• DIRECTIONS FOR THIS TASK: Copy all of the data below line for line, leaving out the pictures.
━━━ EXERCISE INPUT
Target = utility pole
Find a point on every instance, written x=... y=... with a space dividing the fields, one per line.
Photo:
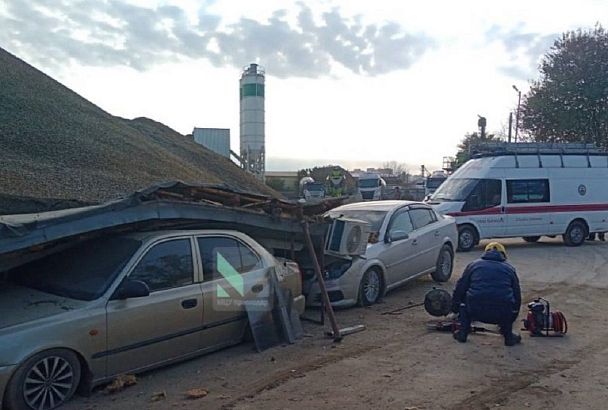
x=517 y=114
x=481 y=123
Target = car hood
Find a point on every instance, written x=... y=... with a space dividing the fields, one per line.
x=20 y=305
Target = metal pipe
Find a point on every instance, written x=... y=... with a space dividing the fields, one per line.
x=517 y=114
x=327 y=304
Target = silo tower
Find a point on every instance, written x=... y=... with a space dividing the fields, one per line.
x=252 y=126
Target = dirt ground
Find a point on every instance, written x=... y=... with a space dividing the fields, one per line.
x=397 y=364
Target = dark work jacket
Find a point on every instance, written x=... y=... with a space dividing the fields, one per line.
x=488 y=281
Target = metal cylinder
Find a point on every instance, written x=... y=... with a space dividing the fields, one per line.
x=252 y=120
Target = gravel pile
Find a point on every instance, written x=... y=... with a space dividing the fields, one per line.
x=58 y=146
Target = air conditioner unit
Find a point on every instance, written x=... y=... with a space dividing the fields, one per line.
x=347 y=237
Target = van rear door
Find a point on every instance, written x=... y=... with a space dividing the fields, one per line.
x=528 y=213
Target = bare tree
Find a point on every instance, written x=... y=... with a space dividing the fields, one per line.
x=399 y=168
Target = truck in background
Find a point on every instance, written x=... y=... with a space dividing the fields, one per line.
x=336 y=182
x=311 y=190
x=371 y=187
x=434 y=181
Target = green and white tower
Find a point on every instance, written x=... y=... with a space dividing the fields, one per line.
x=252 y=123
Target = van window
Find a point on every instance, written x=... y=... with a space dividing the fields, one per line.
x=527 y=190
x=486 y=194
x=455 y=189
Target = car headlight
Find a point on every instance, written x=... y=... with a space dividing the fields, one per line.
x=337 y=269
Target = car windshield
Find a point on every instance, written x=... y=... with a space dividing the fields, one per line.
x=455 y=190
x=82 y=272
x=317 y=187
x=374 y=218
x=368 y=183
x=434 y=182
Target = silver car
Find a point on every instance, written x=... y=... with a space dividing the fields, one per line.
x=126 y=304
x=408 y=239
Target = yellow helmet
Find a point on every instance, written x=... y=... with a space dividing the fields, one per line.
x=496 y=246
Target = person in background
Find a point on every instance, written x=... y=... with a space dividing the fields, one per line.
x=488 y=292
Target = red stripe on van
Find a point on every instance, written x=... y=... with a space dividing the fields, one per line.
x=534 y=209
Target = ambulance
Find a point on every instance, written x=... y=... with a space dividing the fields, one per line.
x=528 y=190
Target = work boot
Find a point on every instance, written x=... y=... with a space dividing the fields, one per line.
x=460 y=336
x=512 y=339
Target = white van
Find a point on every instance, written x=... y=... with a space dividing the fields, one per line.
x=528 y=191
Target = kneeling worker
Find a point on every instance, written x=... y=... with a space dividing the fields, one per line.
x=488 y=292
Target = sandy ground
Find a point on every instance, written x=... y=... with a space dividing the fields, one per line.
x=397 y=364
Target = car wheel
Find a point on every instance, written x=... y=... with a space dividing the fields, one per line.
x=466 y=238
x=44 y=381
x=575 y=234
x=370 y=288
x=444 y=266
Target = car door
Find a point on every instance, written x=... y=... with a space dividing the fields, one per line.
x=232 y=273
x=428 y=238
x=163 y=325
x=399 y=249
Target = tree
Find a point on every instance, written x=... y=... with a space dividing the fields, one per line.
x=569 y=103
x=397 y=167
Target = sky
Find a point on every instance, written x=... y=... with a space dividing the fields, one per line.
x=354 y=82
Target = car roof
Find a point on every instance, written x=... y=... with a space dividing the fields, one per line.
x=146 y=235
x=375 y=206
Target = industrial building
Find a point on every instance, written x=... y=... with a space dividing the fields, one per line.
x=252 y=121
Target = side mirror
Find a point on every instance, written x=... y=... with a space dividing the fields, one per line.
x=132 y=289
x=396 y=235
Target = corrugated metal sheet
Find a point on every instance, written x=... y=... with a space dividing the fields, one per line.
x=214 y=139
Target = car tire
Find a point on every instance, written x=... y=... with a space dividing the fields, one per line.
x=44 y=381
x=370 y=287
x=576 y=234
x=444 y=265
x=467 y=238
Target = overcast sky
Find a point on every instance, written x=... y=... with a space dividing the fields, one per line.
x=352 y=82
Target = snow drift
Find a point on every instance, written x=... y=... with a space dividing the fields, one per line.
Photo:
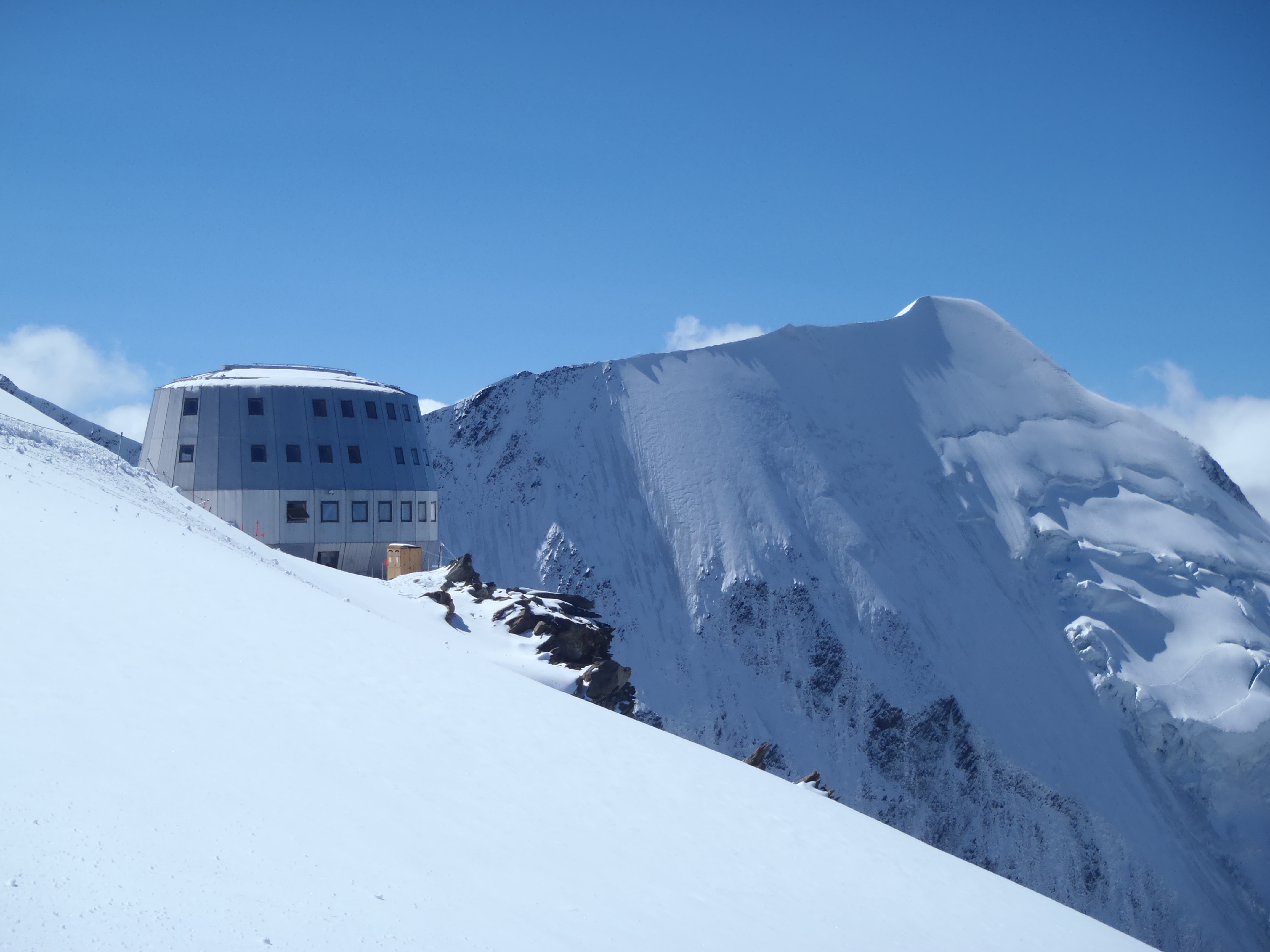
━━━━━━
• COMPLETED TASK:
Target = utility pole
Find a point on every instance, written x=... y=... with a space dividing the fields, one per line.
Photo:
x=517 y=114
x=481 y=123
Target = car hood
Find a point on every instance, written x=... y=... with a space dividing the fields, one per line.
x=20 y=305
Target = metal pipe
Find a point on every instance, written x=... y=... with a space dividing the fields, one per line.
x=517 y=114
x=327 y=304
Target = silo tower
Find a point on every instance, written x=... y=... with a space dividing the fields, one per line.
x=252 y=126
Target = dirt ground
Find a point on every instance, written x=... y=... with a space dividing the fields, one per line.
x=397 y=364
Target = dark work jacket
Find a point on every instance, written x=... y=... with a space dividing the fields, one per line.
x=488 y=281
Target = metal cylinder
Find a point on every instance, written x=... y=... with a space dividing the fields, one per line.
x=252 y=120
Target = gravel pile
Find a point on every instance, written x=... y=... with a space dividing the fields, one per line.
x=58 y=146
Target = air conditioner unit
Find a point on every instance, written x=... y=... with a space dividing the fields, one per line.
x=347 y=237
Target = van rear door
Find a point on every instance, written x=... y=... with a space dividing the fields, one per line.
x=528 y=213
Target = bare tree
Find a point on every instance, written x=... y=... with a space dividing the fields, one per line.
x=399 y=168
Target = truck in background
Find a point on every instance, written x=... y=... with a space dividing the fields, one per line.
x=336 y=182
x=311 y=190
x=371 y=187
x=434 y=181
Target = green and white tower
Find a point on every instance, written x=... y=... with a space dividing the fields, one per line.
x=252 y=123
Target = van window
Find a point on every instance, written x=... y=... with a space dividing the fields, one per line.
x=527 y=190
x=486 y=194
x=455 y=189
Target = car headlight
Find a point on every instance, written x=... y=... with a space dividing the fields, one per line.
x=337 y=269
Target = car windshield
Find a point on every instance, written x=... y=... with a space dividing the fields, one per line.
x=455 y=190
x=82 y=272
x=317 y=187
x=374 y=218
x=368 y=183
x=434 y=182
Target = silver car
Find a point on every instance, written x=... y=... with a space dividing the fields, one per line.
x=126 y=304
x=408 y=239
Target = yellow helmet
Find a point on every instance, written x=... y=... with a space dividing the fields, one per line.
x=496 y=246
Target = person in background
Find a point on every instance, written x=... y=... with a space dividing the fields, one per line.
x=488 y=292
Target = red stripe on van
Find a point on every instance, written x=... y=... with a space dividing the fields, one per line.
x=534 y=209
Target = ambulance
Find a point on every instance, written x=... y=... with a space dividing the fields, one per line.
x=528 y=190
Target = work boot
Find a point on every instance, written x=... y=... with a space dividing the fields, one per line.
x=460 y=336
x=512 y=339
Target = white van
Find a point on every instance, written x=... y=... with a space dividing the fields, one per line.
x=528 y=191
Target = kneeling worker
Find a point on every instance, written x=... y=... with a space dividing the fields, one per line.
x=488 y=292
Target = sandy ground
Find a point on every instance, written x=... y=... with a space dividing the fields, one per line.
x=397 y=364
Target = car wheel
Find a point on every instance, written x=... y=... with a space dividing the fields, one per line.
x=466 y=238
x=44 y=381
x=575 y=234
x=370 y=288
x=444 y=266
Target = car door
Find a point on every instance, written x=... y=... with a space dividing the fields, one per line.
x=232 y=273
x=428 y=238
x=163 y=325
x=399 y=249
Target = tree
Find a point on every instance, written x=... y=... with a space dividing the fields, one per line.
x=569 y=103
x=397 y=167
Target = sky
Find a point on every instance, written x=... y=... with a space dividing the fields, one per line.
x=354 y=82
Target = car roof
Find a point on every instance, written x=... y=... with a space dividing the fields, one per line.
x=146 y=235
x=375 y=206
Target = industrial building
Find a point on every instance, written x=... y=... with a space dividing the fields, one per line.
x=252 y=121
Target = side mirror
Find a point on every instance, written x=... y=... with a space dividing the fields, one per line.
x=132 y=289
x=396 y=235
Target = corrugated metal sheet
Find a point on every instance, written x=... y=... with a space dividing the fields, one per line.
x=214 y=139
Target = car tire
Find a point on every instance, written x=... y=... with a space dividing the fields, one per line.
x=44 y=381
x=370 y=287
x=576 y=234
x=444 y=265
x=467 y=238
Target = overcast sky
Find a point on every instance, written x=... y=... with a space dividing the fields, one per line.
x=352 y=82
Target = snow drift
Find a point on every instance, written x=... y=... with a space dividing the fields, one per line.
Photo:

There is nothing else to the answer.